> **ENTRIES PROVIDED**:
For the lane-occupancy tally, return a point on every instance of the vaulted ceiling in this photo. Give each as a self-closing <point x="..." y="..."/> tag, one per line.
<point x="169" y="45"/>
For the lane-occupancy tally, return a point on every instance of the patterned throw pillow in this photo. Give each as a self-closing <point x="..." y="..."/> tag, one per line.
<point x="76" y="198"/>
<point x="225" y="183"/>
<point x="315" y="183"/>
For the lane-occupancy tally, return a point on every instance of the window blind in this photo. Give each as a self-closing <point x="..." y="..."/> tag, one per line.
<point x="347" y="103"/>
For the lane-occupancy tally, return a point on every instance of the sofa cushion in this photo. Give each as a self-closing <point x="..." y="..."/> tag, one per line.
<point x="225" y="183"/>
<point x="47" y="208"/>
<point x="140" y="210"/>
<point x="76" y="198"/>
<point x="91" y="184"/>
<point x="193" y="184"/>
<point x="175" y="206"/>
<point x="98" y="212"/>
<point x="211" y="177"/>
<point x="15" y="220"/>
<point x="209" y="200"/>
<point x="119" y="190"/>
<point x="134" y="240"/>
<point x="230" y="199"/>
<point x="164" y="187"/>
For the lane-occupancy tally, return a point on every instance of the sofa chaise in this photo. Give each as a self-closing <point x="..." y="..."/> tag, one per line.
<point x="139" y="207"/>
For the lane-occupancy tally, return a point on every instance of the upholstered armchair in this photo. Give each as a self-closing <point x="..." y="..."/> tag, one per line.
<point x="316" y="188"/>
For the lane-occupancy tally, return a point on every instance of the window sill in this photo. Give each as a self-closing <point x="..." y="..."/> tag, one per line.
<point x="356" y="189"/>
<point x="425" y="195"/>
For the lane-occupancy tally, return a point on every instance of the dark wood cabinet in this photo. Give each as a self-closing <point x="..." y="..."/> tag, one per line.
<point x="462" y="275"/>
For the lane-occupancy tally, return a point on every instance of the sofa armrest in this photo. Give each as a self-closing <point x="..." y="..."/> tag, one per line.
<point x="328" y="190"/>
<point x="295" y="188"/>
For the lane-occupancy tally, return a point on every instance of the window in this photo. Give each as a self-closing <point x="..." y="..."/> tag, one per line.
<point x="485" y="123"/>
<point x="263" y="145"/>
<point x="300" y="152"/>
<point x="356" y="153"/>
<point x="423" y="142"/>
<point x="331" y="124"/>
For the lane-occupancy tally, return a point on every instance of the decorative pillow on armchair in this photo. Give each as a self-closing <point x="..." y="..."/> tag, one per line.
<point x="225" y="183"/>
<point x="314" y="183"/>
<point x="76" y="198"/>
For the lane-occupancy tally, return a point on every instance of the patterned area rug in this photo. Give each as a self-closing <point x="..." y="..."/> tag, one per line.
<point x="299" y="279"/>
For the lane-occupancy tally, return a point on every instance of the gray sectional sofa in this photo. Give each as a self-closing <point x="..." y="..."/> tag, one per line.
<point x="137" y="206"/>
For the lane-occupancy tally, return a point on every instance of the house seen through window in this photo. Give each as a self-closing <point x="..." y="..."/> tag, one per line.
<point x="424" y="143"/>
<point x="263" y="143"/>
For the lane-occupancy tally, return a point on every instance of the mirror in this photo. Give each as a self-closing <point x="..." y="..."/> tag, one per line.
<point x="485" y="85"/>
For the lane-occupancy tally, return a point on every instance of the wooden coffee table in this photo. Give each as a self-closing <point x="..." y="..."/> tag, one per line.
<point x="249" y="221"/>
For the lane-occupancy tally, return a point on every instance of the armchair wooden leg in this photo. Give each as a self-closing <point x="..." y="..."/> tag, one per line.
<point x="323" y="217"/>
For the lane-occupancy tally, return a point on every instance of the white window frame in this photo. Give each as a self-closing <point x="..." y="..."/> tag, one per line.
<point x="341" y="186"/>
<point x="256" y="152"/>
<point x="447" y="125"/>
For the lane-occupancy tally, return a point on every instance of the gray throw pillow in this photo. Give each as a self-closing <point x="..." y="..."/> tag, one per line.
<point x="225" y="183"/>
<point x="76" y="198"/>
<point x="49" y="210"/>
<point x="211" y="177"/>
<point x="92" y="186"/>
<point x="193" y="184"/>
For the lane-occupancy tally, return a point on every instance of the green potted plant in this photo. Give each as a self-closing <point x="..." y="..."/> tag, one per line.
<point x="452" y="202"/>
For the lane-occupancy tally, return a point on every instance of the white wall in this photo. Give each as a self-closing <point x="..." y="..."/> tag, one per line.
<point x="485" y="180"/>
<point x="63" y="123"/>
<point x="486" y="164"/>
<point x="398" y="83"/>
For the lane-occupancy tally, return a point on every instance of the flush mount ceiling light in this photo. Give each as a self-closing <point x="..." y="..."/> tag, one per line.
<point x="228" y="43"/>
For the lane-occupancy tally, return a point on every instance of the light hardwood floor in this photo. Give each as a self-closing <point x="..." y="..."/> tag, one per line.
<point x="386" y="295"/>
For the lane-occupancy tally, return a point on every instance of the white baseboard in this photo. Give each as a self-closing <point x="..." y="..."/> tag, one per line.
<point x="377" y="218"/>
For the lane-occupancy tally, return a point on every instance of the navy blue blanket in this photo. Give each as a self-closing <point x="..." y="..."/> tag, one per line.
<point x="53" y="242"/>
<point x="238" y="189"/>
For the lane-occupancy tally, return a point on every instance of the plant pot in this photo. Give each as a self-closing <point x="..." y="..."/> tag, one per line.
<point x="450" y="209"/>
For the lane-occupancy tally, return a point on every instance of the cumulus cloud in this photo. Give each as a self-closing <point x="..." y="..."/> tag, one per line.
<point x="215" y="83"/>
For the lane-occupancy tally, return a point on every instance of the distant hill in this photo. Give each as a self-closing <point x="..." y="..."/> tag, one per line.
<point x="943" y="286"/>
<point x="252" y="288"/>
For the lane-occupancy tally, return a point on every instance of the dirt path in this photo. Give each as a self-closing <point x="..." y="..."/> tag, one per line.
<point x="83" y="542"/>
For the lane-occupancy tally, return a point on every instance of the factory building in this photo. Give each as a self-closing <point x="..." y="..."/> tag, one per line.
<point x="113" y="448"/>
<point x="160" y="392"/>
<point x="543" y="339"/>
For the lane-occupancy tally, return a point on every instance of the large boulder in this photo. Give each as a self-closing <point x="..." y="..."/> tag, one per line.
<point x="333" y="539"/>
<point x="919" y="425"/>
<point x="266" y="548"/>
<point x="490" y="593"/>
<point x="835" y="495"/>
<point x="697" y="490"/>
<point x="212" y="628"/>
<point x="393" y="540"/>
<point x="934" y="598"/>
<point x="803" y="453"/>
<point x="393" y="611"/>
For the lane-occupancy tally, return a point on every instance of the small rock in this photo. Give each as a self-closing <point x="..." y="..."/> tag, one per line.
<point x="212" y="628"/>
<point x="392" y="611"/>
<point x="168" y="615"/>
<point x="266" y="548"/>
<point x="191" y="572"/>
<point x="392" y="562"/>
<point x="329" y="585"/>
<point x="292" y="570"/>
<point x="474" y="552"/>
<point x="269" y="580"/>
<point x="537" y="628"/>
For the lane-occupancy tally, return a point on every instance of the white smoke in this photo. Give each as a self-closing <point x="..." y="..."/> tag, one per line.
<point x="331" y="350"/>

> **WRITTEN EXERCISE**:
Quote only the lines from the line containing "of the distant" through the end of the listing, please, keeping both the first and the last line.

> **OUTPUT OF THE EXERCISE**:
For the lane-occupancy tally, return a point on every instance of the distant hill in this photo. Give each as a self-closing <point x="..." y="..."/> tag, one per line.
<point x="943" y="286"/>
<point x="252" y="288"/>
For the lane-occupancy tally, return a point on every instance of the dirt path in this photo. Give each as a self-closing <point x="..." y="..."/> tag, one per line.
<point x="83" y="542"/>
For the lane-occupancy tally, return a point on every instance of the factory building in this photo. Give each as a self-closing <point x="..." y="..."/> tag, one per line.
<point x="113" y="448"/>
<point x="160" y="392"/>
<point x="543" y="339"/>
For the lane-occupancy tally, return a point on every instance of the large boulder in this photo. Give each as a self-closing <point x="..." y="..."/> tag, one per line.
<point x="333" y="539"/>
<point x="919" y="425"/>
<point x="266" y="548"/>
<point x="490" y="593"/>
<point x="835" y="495"/>
<point x="697" y="490"/>
<point x="212" y="628"/>
<point x="393" y="540"/>
<point x="934" y="598"/>
<point x="803" y="453"/>
<point x="393" y="611"/>
For the lane-occupancy tally, return a point on every instance of the small rock in this photo. Give each as a self-closing <point x="..." y="..."/> tag, one per line.
<point x="212" y="628"/>
<point x="392" y="611"/>
<point x="168" y="615"/>
<point x="266" y="548"/>
<point x="191" y="572"/>
<point x="392" y="562"/>
<point x="329" y="585"/>
<point x="292" y="570"/>
<point x="474" y="552"/>
<point x="269" y="580"/>
<point x="537" y="628"/>
For the lane-occupancy tally, return a point on every instance of the white smoke in this photo. Give each as a self-closing <point x="..." y="..."/> tag, one per line.
<point x="331" y="350"/>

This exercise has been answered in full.